--- RECORD EXTRACTS ---

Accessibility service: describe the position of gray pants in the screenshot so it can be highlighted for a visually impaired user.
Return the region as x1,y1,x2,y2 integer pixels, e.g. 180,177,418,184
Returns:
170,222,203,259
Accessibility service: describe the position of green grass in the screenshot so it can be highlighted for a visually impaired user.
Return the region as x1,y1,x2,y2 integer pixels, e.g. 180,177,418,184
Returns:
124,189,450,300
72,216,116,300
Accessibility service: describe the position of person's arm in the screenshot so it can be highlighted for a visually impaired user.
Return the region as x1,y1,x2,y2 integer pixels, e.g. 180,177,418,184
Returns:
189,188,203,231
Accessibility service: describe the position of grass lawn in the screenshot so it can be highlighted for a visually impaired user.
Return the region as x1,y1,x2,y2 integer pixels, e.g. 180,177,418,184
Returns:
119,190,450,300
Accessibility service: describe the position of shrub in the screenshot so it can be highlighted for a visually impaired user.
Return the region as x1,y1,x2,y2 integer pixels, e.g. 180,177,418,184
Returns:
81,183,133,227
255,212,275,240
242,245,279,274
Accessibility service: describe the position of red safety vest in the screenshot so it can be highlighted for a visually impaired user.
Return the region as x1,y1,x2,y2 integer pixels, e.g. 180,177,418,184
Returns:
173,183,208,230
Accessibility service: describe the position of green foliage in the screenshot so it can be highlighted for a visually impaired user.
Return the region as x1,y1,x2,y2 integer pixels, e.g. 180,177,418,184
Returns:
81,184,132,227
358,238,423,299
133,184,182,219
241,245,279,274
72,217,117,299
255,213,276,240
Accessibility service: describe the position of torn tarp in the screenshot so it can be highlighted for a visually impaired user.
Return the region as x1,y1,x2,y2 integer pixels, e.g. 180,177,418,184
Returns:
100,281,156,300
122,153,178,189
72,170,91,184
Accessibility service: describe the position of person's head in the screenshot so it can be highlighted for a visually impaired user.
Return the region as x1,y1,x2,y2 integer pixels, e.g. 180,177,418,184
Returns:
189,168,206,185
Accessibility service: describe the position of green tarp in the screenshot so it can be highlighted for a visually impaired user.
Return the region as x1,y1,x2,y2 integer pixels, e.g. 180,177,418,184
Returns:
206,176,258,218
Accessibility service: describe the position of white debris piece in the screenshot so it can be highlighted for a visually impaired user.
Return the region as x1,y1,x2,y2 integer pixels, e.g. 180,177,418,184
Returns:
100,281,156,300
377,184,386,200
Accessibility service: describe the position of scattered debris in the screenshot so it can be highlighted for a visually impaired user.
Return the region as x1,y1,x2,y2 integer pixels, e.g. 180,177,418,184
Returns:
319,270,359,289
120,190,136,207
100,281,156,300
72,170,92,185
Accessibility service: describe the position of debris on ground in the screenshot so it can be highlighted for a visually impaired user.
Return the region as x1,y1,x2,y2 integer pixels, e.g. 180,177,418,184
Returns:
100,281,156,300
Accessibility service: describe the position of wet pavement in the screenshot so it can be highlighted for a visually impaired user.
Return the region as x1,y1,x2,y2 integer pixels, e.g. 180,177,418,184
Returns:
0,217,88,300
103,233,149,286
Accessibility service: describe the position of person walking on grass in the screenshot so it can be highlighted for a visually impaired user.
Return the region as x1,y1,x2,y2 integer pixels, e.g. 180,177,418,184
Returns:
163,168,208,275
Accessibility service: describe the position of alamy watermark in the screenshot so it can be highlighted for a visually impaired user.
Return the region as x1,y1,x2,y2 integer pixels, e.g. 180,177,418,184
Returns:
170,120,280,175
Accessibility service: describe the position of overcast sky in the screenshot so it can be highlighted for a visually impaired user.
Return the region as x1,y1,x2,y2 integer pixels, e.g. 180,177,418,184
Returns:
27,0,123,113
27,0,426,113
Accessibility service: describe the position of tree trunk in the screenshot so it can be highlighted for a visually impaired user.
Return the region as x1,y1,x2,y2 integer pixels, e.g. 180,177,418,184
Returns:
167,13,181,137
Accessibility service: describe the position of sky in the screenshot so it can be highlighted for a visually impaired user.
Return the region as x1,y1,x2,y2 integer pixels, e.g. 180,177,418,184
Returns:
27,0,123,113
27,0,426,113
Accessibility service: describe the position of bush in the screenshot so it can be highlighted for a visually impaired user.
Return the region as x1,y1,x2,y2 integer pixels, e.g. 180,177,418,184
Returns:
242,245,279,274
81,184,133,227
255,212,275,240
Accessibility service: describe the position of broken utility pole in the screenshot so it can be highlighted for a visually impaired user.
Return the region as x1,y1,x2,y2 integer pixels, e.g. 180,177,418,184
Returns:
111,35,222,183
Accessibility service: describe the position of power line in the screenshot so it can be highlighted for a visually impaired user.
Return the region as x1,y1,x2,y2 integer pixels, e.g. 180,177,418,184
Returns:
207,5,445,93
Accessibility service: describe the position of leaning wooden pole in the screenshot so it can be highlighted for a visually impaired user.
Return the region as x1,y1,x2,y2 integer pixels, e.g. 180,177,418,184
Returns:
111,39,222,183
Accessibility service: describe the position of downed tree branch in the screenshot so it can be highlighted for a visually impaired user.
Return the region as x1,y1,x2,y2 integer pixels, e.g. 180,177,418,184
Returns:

--- STATED TASK ---
Reproduce each of the items above verbatim, without any alteration.

--- WORKED ANSWER ---
Accessibility service: describe the position of gray pants in the screenshot so it can be highlighted for a visually impaired user.
Return the region as x1,y1,x2,y2 integer pixels, e.g. 180,177,418,184
Returns:
170,222,203,259
Accessibility service: describe the position of green grass in the screenshot so it can be highlighted for a visually impaired user.
Return the region as x1,y1,x2,y2 integer pixels, e.g. 180,177,418,184
Returns:
124,189,450,300
72,216,116,300
Accessibility service: describe the position of person's arm in the screenshot so it can be highlighted for a visually impaired user.
Return the region as x1,y1,x2,y2 integer pixels, e.g. 180,177,418,184
Returns:
189,188,203,231
Accessibility service: describe the position of grass lawn in the screenshot so it can be highlighted for a visually impaired user.
Return the region as x1,y1,x2,y2 integer pixels, e.g. 180,177,418,184
Returns:
119,190,450,300
Accessibility service: describe the position of shrub in the screenshot so it can be highlighted for a visually impaired user.
Return the region as x1,y1,x2,y2 integer pixels, e.g. 180,177,418,184
Returns:
81,183,133,227
255,212,275,240
242,245,279,274
Accessibility service: describe the position of red safety vest in the screenshot so it can be highlighted for a visually impaired user.
Return the region as x1,y1,x2,y2 integer pixels, e.g. 180,177,418,184
Returns:
173,183,208,230
Accessibility service: describe the position of green foliage in the screenshot so it can be highlighted for a visually impaired user.
Return the region as x1,y1,x2,y2 integer pixels, e.g. 180,177,418,184
Returns:
81,184,132,227
358,238,423,299
133,184,182,219
241,245,279,274
72,217,117,299
255,213,276,240
Accessibility service: describe the position of torn tarp in the screenshot so it can be highlighted for a visually impaired user.
Return the region as x1,y1,x2,y2 integer pixels, e.g. 180,177,418,184
Returns:
100,281,156,300
122,153,178,189
72,170,91,184
Accessibility service: describe the position of person's head in the screenshot so it can be highlighted for a visually impaired user.
Return the region as x1,y1,x2,y2 integer pixels, e.g. 180,177,418,184
Returns:
189,168,206,185
Accessibility service: describe the position of green tarp in the screenshot so it can be highlighted for a visually impaired user.
Return the region as x1,y1,x2,y2 integer pixels, e.g. 180,177,418,184
Returns:
206,176,258,218
Accessibility service: describe the position of white debris piece in the screenshot so it can be highlighted for a visually impaired user.
Return the region as x1,y1,x2,y2 integer pixels, e.g. 180,177,418,184
Returns:
100,281,156,300
377,184,386,200
Accessibility service: describe the position of scattered debris in the screenshot so it can be highlighted for a visually impaired user.
Return the region as x1,y1,x2,y2 integer pixels, e.g. 180,177,418,184
Returns:
319,270,359,289
120,190,136,207
100,281,156,300
72,170,92,185
Accessibility service: describe the position of debris on ground in the screenshot so it can be highlighted for a visually impaired user.
Return the region as x1,y1,x2,y2 integer pixels, e.g. 180,177,418,184
Returns:
100,281,156,300
Accessibility service: describe the position of wet pavement in the screenshot so it can be highlighted for a visually impaired user.
Return the region as x1,y1,x2,y2 integer pixels, e.g. 180,177,418,184
Returns:
0,217,88,300
103,233,149,286
Accessibility service: describe the position of person walking on grass in the screenshot so it can be highlighted for a visually impaired user.
Return the region as x1,y1,x2,y2 integer pixels, e.g. 180,177,418,184
Returns:
163,168,208,275
Accessibility service: describe the position of alamy watermark in the screenshot so it can be highlighted for a visually impaired user.
Return the region as x1,y1,x2,y2 integer pixels, e.g. 180,177,418,184
Returns:
170,120,280,175
Accessibility service: describe the position of overcast sky in the screenshot so it can be highlighted for a visually impaired user.
Return the region as x1,y1,x2,y2 integer pixels, e.g. 180,177,418,184
Returns:
27,0,123,113
27,0,426,113
Accessibility service: describe the position of tree trunk in the screenshot so it can be highlighted for a visually impaired user.
Return the region as x1,y1,x2,y2 integer pixels, e.g. 180,177,418,184
Returns:
167,13,181,137
Accessibility service: describe the position of sky in the screenshot so it can be highlighted for a visually impaired user.
Return the region as x1,y1,x2,y2 integer pixels, e.g. 180,177,418,184
Returns:
27,0,123,113
27,0,426,113
Accessibility service: describe the position of bush in the screenshot so it can be highlighted for a visually impaired user.
Return the region as x1,y1,x2,y2 integer pixels, e.g. 180,177,418,184
Returns:
242,245,279,274
81,184,133,227
255,212,275,240
Accessibility service: describe the position of broken utility pole in the screenshot so it can be highlighted for a visually impaired user.
Return the region as x1,y1,x2,y2 integer pixels, e.g. 180,177,418,184
Returns:
111,35,222,183
Accessibility service: describe the position of power line in the screenshot so it can be highlighted for a visually impaired user.
Return the region as x1,y1,x2,y2 integer pixels, e.g. 180,177,418,184
Returns:
207,5,445,93
Accessibility service: describe the position of leaning wooden pole in the screenshot so it can be highlighted for a visually impaired user.
Return the region as x1,y1,x2,y2 integer pixels, e.g. 180,177,418,184
Returns:
111,39,222,183
Accessibility service: describe the position of downed tree branch in the screenshot so it can be highlighted for a visually impaired user.
Return the region as x1,y1,x2,y2 integer pixels, e.g. 180,177,418,184
Returns:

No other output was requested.